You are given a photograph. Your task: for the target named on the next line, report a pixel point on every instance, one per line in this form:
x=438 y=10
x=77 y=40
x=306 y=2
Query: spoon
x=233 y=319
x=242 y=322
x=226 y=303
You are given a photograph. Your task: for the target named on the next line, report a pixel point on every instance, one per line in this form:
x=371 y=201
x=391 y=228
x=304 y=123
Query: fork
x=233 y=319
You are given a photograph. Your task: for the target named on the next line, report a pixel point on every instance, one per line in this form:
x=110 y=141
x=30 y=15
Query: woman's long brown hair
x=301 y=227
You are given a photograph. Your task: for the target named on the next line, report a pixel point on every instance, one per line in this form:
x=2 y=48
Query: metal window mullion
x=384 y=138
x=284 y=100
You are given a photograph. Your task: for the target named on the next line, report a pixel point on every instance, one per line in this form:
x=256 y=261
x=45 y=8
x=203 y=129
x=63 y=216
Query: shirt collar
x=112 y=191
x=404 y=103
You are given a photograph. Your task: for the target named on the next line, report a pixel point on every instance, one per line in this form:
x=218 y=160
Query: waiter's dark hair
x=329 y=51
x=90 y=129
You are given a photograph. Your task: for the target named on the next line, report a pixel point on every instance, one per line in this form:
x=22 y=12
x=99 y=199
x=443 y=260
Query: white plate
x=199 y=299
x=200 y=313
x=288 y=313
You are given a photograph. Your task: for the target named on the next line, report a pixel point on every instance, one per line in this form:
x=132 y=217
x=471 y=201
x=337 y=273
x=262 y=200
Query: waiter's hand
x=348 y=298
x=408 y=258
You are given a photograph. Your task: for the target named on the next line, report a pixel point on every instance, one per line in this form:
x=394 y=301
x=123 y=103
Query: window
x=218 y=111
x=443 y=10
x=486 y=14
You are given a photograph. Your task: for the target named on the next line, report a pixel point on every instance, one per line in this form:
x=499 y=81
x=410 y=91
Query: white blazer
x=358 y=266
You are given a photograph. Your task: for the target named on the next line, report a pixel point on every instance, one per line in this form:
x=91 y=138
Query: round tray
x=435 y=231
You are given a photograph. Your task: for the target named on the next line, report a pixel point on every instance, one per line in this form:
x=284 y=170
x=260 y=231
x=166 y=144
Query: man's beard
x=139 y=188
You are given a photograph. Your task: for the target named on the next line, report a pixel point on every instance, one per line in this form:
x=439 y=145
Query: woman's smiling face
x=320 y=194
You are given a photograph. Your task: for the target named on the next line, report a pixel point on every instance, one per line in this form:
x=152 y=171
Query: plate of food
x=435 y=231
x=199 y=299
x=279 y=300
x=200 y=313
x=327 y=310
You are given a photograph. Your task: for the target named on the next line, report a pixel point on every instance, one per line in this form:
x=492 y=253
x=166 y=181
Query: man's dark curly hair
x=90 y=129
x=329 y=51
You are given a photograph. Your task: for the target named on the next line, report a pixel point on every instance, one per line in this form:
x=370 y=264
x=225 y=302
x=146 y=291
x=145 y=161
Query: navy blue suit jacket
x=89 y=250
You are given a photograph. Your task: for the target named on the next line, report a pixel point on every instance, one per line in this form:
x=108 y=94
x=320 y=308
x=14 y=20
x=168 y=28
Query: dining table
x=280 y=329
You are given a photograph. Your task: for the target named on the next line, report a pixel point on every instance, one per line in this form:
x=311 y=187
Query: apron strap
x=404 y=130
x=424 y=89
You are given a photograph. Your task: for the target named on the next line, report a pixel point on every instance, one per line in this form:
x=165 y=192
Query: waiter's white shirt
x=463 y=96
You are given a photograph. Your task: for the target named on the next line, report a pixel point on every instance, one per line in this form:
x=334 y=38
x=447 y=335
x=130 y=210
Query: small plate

DIRECTIVE:
Render all of the lines above as a JSON list of strings, one string per line, omitting any blank lines.

TASK SOLUTION:
[
  "You are given a photograph. Your task: for the target named on the next line, report a pixel point on every instance, one per line in this form:",
  "x=438 y=10",
  "x=77 y=40",
  "x=306 y=2",
  "Query: spoon",
  "x=233 y=319",
  "x=242 y=322",
  "x=226 y=303",
  "You are given a photograph. Your task: for the target named on the next line, report a pixel point on every instance, one per line in this form:",
  "x=371 y=201",
  "x=391 y=228",
  "x=304 y=123",
  "Query: fork",
  "x=233 y=319",
  "You are given a photograph. Your task: for the target named on the next line, report a pixel point on every instance, one per line in this form:",
  "x=110 y=141",
  "x=30 y=15",
  "Query: woman's long brown hair",
  "x=301 y=227",
  "You are given a photograph. Your task: for the target named on the next line, report a pixel point on every instance, one per line in this form:",
  "x=2 y=48",
  "Query: metal window mullion",
  "x=384 y=138",
  "x=284 y=100",
  "You are given a photograph. Your task: for the target named on the next line, report a pixel point on every instance, one per line in this form:",
  "x=256 y=261",
  "x=45 y=8",
  "x=203 y=129",
  "x=63 y=216",
  "Query: shirt collar",
  "x=112 y=191",
  "x=404 y=103",
  "You are given a photograph. Your task: for the target named on the next line, report a pixel point on every instance, one per line in this form:",
  "x=218 y=160",
  "Query: waiter's dark hair",
  "x=329 y=51",
  "x=90 y=129",
  "You are given a photograph. Your task: for the target named on the next line, report a pixel point on every instance, one per line in this form:",
  "x=22 y=12",
  "x=99 y=199",
  "x=443 y=260",
  "Query: white plate",
  "x=199 y=299",
  "x=200 y=313",
  "x=288 y=313",
  "You are given a photograph. Your task: for the target named on the next line, report a pixel point on every instance, one per line in this form:",
  "x=132 y=217",
  "x=471 y=201",
  "x=337 y=273",
  "x=262 y=200",
  "Query: waiter's hand",
  "x=348 y=298",
  "x=408 y=258",
  "You are given a photograph. Your task: for the target named on the next line, report a pixel point on every instance, one per line in this form:",
  "x=394 y=301",
  "x=123 y=103",
  "Query: window",
  "x=218 y=111",
  "x=443 y=10",
  "x=486 y=14",
  "You are given a photograph. Your task: for the target named on the next line, report a pixel point on every instance, one per line in this form:",
  "x=499 y=81",
  "x=410 y=91",
  "Query: white blazer",
  "x=358 y=266",
  "You are given a photograph. Your task: for the target named on the next line, report a pixel point on every instance, one per line in this form:",
  "x=91 y=138",
  "Query: round tray",
  "x=435 y=231",
  "You are given a photograph. Your task: for the target named on the next line, report a pixel point on every instance, one per line in this form:",
  "x=284 y=170",
  "x=260 y=231",
  "x=166 y=144",
  "Query: man's beard",
  "x=139 y=188",
  "You are given a photograph. Your task: for the target named on the next line, report a pixel point on every instance, one per line in this form:",
  "x=439 y=145",
  "Query: woman's smiling face",
  "x=320 y=194",
  "You are given a photograph. Your task: for the target named on the next line, report a pixel point on every instance, one per line in this form:",
  "x=152 y=171",
  "Query: plate of food",
  "x=435 y=231",
  "x=199 y=299",
  "x=279 y=300",
  "x=200 y=313",
  "x=327 y=310",
  "You are given a photograph. Your task: for the target named on the next line, report a pixel point on every instance, one per line in this form:",
  "x=492 y=253",
  "x=166 y=181",
  "Query: man's dark curly hair",
  "x=90 y=129",
  "x=329 y=51",
  "You are given a photograph. Your task: for the target named on the next line, report a pixel point on every instance, one per line in this form:",
  "x=370 y=264",
  "x=225 y=302",
  "x=146 y=291",
  "x=145 y=161",
  "Query: navy blue suit jacket",
  "x=89 y=250",
  "You are given a photograph. Your task: for the target named on the next line, report a pixel point on every instance, one per line in this form:",
  "x=108 y=94",
  "x=320 y=308",
  "x=14 y=20",
  "x=168 y=28",
  "Query: dining table",
  "x=280 y=329",
  "You are given a photograph. Your task: for the target named on the next line, report a pixel point on every instance, one per line in this form:",
  "x=311 y=187",
  "Query: apron strap",
  "x=404 y=130",
  "x=424 y=89",
  "You are given a photograph. Your task: for the target named on the next line, report a pixel point on every instance, one per line in this form:",
  "x=165 y=192",
  "Query: waiter's white shirt",
  "x=463 y=96",
  "You are given a photograph. Your task: for the target named on the next line, report a pixel point on every instance, one per line in this form:",
  "x=334 y=38",
  "x=447 y=335",
  "x=130 y=210",
  "Query: small plate"
]